━━━ Recorded data ━━━

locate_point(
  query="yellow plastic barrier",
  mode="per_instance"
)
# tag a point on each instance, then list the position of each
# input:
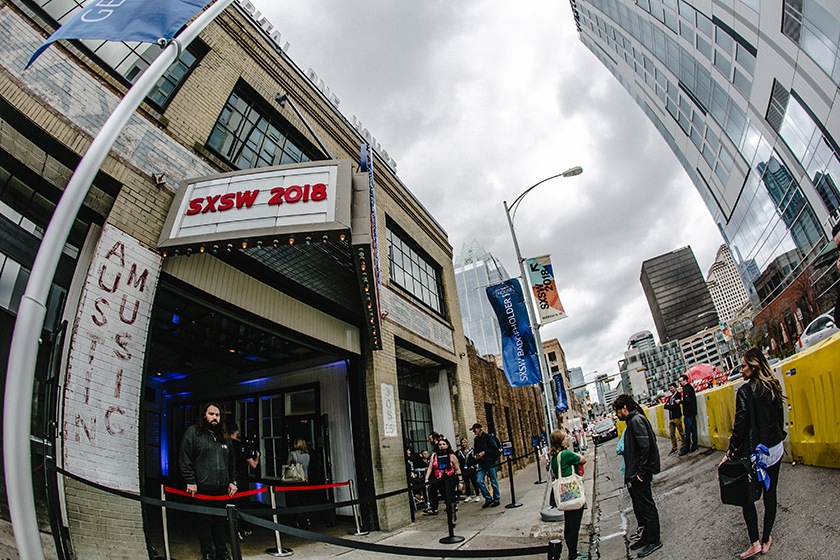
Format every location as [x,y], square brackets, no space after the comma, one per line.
[720,415]
[812,386]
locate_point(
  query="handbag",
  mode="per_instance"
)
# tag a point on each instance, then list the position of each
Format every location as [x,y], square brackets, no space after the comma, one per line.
[293,472]
[568,491]
[739,484]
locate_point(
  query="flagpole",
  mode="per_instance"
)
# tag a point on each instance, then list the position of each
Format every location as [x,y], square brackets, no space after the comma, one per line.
[17,405]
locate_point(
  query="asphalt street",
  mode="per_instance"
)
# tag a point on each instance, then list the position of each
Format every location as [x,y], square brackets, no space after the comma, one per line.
[695,525]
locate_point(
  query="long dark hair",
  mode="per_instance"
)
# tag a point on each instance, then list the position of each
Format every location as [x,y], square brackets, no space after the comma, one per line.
[222,427]
[763,373]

━━━

* Task instructions *
Scan the lines above for "query", then copy every one that has it.

* Answer *
  query="yellow plastic barrier",
  query="handbag",
  query="flagpole",
  query="asphalt street",
  query="long dark hair",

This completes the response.